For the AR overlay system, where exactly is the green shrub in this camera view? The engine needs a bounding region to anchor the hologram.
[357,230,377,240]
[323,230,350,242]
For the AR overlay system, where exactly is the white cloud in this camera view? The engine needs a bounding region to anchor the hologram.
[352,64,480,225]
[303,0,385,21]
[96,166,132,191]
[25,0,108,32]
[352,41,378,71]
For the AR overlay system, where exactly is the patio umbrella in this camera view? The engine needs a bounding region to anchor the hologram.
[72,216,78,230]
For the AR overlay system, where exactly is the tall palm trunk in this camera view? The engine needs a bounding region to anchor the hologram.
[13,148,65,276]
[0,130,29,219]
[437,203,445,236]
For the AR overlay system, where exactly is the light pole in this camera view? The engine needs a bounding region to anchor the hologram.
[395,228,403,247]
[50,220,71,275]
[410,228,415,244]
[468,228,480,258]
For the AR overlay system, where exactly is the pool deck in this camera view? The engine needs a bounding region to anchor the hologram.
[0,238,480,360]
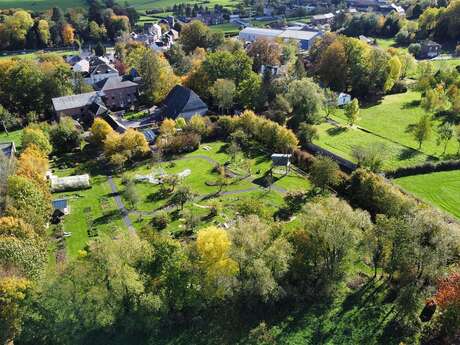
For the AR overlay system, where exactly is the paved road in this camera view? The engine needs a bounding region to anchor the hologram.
[108,176,136,234]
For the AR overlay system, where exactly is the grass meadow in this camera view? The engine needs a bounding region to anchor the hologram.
[394,170,460,219]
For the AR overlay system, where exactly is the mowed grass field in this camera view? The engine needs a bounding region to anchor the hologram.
[314,123,429,170]
[330,91,457,157]
[0,0,238,12]
[315,91,458,170]
[0,0,87,11]
[394,170,460,219]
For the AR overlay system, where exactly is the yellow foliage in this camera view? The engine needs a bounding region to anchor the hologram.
[91,118,114,145]
[160,119,176,137]
[196,226,238,278]
[17,144,49,181]
[62,24,75,45]
[0,277,31,344]
[121,128,150,155]
[0,217,35,239]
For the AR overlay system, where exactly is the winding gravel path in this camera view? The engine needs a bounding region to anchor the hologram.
[108,176,136,234]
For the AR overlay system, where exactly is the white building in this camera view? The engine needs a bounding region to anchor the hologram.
[239,27,322,50]
[337,92,351,107]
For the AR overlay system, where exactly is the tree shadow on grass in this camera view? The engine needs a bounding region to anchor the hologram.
[326,127,348,136]
[398,147,421,161]
[93,210,123,226]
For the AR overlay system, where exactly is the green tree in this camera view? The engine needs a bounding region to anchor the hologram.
[351,143,387,173]
[128,47,179,103]
[180,20,211,53]
[438,122,454,155]
[310,157,340,192]
[123,180,140,209]
[297,122,319,148]
[413,115,432,150]
[211,79,236,113]
[21,127,53,155]
[345,98,360,126]
[170,185,193,210]
[248,38,281,72]
[94,42,105,56]
[237,72,263,110]
[6,175,51,236]
[229,216,292,303]
[385,55,402,91]
[323,88,338,119]
[286,78,324,127]
[49,117,81,152]
[196,226,238,298]
[290,197,372,296]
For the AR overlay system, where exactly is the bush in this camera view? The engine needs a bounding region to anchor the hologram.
[150,211,170,230]
[347,169,415,216]
[408,43,422,57]
[50,117,81,152]
[292,150,316,171]
[387,80,407,95]
[158,133,201,155]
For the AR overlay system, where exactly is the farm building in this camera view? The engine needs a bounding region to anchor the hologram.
[239,27,322,50]
[50,174,91,192]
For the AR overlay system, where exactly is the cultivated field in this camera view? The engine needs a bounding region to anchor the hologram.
[0,0,86,11]
[395,170,460,219]
[315,91,458,169]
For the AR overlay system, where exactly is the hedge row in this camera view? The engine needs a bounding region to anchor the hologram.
[385,160,460,178]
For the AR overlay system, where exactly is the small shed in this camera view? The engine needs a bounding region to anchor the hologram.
[271,153,292,173]
[142,129,157,144]
[51,199,70,224]
[50,174,91,192]
[337,92,351,107]
[0,141,16,159]
[420,40,442,59]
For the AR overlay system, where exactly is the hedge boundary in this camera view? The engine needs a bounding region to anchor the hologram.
[385,160,460,178]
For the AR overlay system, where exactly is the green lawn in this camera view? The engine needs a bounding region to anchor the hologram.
[394,170,460,219]
[314,123,428,170]
[0,49,80,59]
[53,176,124,258]
[0,0,87,11]
[431,58,460,69]
[328,91,457,158]
[209,23,240,34]
[0,129,22,150]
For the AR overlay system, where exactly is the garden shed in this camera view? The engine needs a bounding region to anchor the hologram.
[50,174,91,192]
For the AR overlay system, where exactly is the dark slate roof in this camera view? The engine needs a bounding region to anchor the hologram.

**Written problem**. Please rewrite all the records above, changing "hologram" to "virtual marker" and keeping everything else the same. Leave the pictures out of your version.

**Task output**.
For the AR overlay system, where exactly is the green shrub in this camera view? The engine needs a bounding region to anchor the virtual marker.
[357,230,377,240]
[323,230,350,242]
For the AR overlay system, where exactly is the white cloud in this camera view? The engine needs a bounding region to anchor the virtual marker.
[352,64,480,225]
[303,0,385,21]
[96,166,132,191]
[25,0,108,32]
[352,41,378,71]
For the AR overlay system, where exactly is the patio umbrella in this camera view? The engine needs a bounding region to anchor the virtual marker.
[72,216,78,230]
For the AR overlay system, where exactly is the tall palm trunk in this camera view? The engine needs a bounding region to anchor the virtual marker.
[13,148,65,276]
[0,130,29,219]
[437,203,445,236]
For the AR overlay system, where exactly is the light pole in this camera view? The engine needs a bounding region to anchor the virtual marker.
[395,228,403,247]
[50,220,71,275]
[410,228,415,244]
[468,228,480,258]
For the AR overlay system, where exactly is the pool deck in this camera view? The engine needs a bounding region to anchor the virtual marker.
[0,238,480,360]
For the AR overlay system, where exactly is the paved road in this camera view? The engine needs a bounding region to anchor the virtual marker.
[108,176,136,234]
For the AR overlay system, where exactly is the grass meadow in this camera view? The engine needs a bounding region to anchor the virtual marker.
[394,170,460,219]
For the AR overlay system, where exactly is the mowed grass field in this camera view? The engine needs a bounding region to anchor the virtual marker.
[314,123,429,170]
[330,91,457,157]
[0,0,238,12]
[315,91,458,170]
[0,0,87,11]
[394,170,460,219]
For the AR overlay system, where exactly is the yellow foliage in this camera view? The engine needs a bounding region to anchor the virtual marker.
[91,118,114,145]
[160,119,176,137]
[196,226,238,278]
[17,144,49,181]
[62,24,75,45]
[0,277,31,344]
[121,128,150,155]
[0,217,35,239]
For the AR overlay system, where exactly is the winding gravel path in this camera view? The engine needs a bounding region to anchor the virtual marker.
[108,176,136,234]
For the AR overlay system, where exactly is the white building in this camera view? The engine needs a bounding region to anchor the virtual marker.
[239,27,322,50]
[337,92,351,107]
For the AR overlay system, where exactly is the tree shadow on grass in this camera view? The engine needs a bounding region to anchor the virtual marker.
[326,127,348,136]
[398,147,421,161]
[93,210,123,226]
For the AR overlay system, where exactly is the green tree in this camera view? The engine needs a bounding region to anchor the virtual marker.
[351,143,387,173]
[128,47,179,103]
[180,20,211,53]
[438,122,454,155]
[310,157,340,192]
[123,180,140,209]
[297,122,319,148]
[413,115,432,150]
[211,79,236,113]
[21,127,53,155]
[345,98,360,126]
[170,185,193,210]
[248,38,281,72]
[94,42,105,56]
[237,72,263,110]
[6,175,51,236]
[229,216,292,303]
[385,55,402,91]
[323,88,338,119]
[286,78,324,127]
[49,117,81,152]
[196,226,238,298]
[290,197,372,296]
For the AR overlay system, where exactly is the bush in this camera view? The engine needs a bounding region to anchor the virtual marker.
[150,211,170,230]
[347,169,415,216]
[408,43,422,57]
[50,117,81,152]
[292,150,316,171]
[387,80,407,95]
[158,133,201,155]
For the AR overlay system, where exactly is the farm building in this camera view? The engine needs a bounding region to anchor the virtual marker.
[239,27,322,50]
[50,174,91,192]
For the AR overlay system, where exactly is the cultivated field in this camera view? The engine needs a bounding region to anchor the virtual marker.
[0,0,86,11]
[395,170,460,219]
[315,91,458,169]
For the AR overlay system, where exactly is the hedge row in this camera view? The engine needs a bounding region to anchor the virtual marker.
[385,160,460,178]
For the AR overlay system, where exactly is the small shed in this camera view? The engine needs a bounding region to anchor the virtual marker.
[271,153,292,173]
[142,129,157,144]
[51,199,70,224]
[50,174,91,192]
[337,92,351,107]
[0,141,16,159]
[420,40,442,59]
For the AR overlay system, where exactly is the hedge boundary in this camera view? The engine needs a bounding region to anchor the virtual marker.
[385,160,460,178]
For the AR overlay system, where exactly is the green lawn in this camera view? The engine needs a bounding region to anchor the virtual marker.
[394,170,460,219]
[314,123,428,170]
[0,49,80,59]
[53,176,124,258]
[0,0,87,11]
[431,58,460,69]
[328,91,457,158]
[209,23,240,34]
[0,129,22,150]
For the AR overlay system, where exactly is the garden shed in this camera view? The engine needs a bounding region to anchor the virtual marker.
[50,174,91,192]
For the AR overlay system, where exactly is the dark slate roof in this camera view? The engine needs a bounding region to anchor the virtual marker.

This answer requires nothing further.